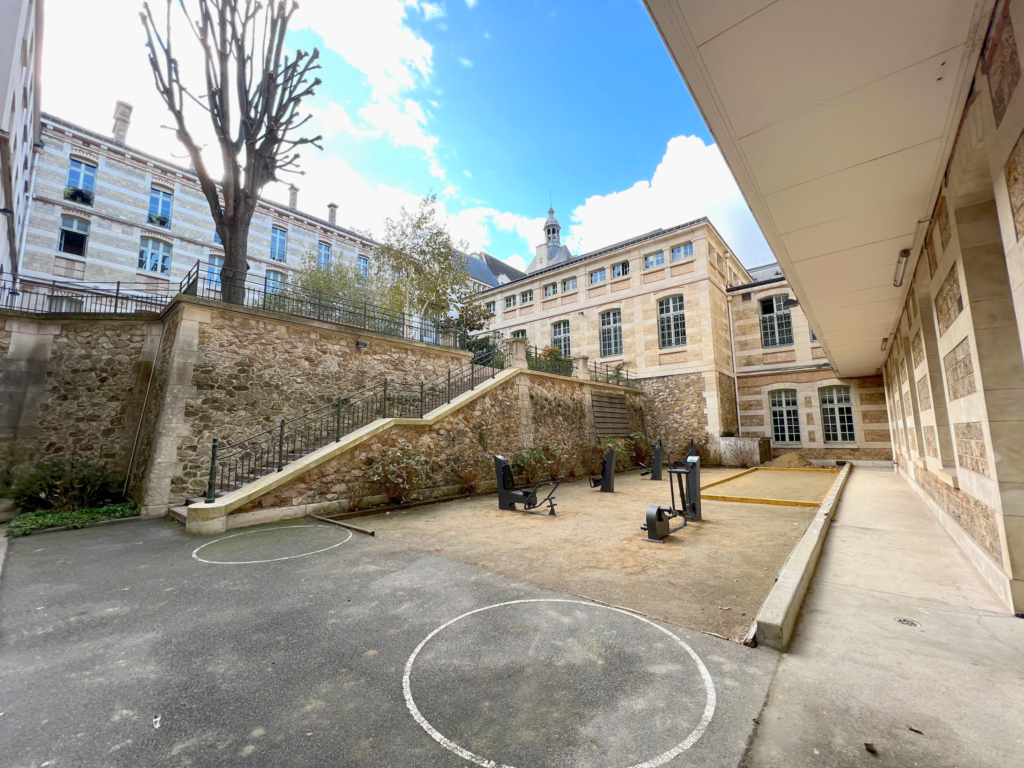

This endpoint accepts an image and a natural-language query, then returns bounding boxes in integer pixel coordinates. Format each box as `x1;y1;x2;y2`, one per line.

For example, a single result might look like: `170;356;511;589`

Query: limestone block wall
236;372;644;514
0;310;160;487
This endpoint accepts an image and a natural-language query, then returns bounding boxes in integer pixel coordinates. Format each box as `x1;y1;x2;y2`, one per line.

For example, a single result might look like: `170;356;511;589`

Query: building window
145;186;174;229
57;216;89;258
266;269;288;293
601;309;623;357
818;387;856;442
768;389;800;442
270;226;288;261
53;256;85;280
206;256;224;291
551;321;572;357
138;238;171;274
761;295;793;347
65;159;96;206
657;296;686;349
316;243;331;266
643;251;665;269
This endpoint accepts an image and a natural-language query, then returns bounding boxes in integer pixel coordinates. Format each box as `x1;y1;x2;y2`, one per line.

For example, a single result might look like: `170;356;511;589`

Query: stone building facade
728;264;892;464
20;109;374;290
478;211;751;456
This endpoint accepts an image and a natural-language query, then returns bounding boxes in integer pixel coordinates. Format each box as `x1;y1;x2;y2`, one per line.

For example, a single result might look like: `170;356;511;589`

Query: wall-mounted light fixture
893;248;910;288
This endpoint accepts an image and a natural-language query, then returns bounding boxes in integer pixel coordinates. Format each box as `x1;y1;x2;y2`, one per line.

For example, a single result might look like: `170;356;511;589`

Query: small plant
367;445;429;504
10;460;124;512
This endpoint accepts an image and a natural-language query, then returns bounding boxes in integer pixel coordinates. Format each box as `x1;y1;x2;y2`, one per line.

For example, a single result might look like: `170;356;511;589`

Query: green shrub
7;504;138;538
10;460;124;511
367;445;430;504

■ ■ ■ ■ ■ ■ ■

List each line of the rows above that contains the string "building", matching uppercase and lowercase letters.

### Exercise output
Query: building window
Query: stone building facade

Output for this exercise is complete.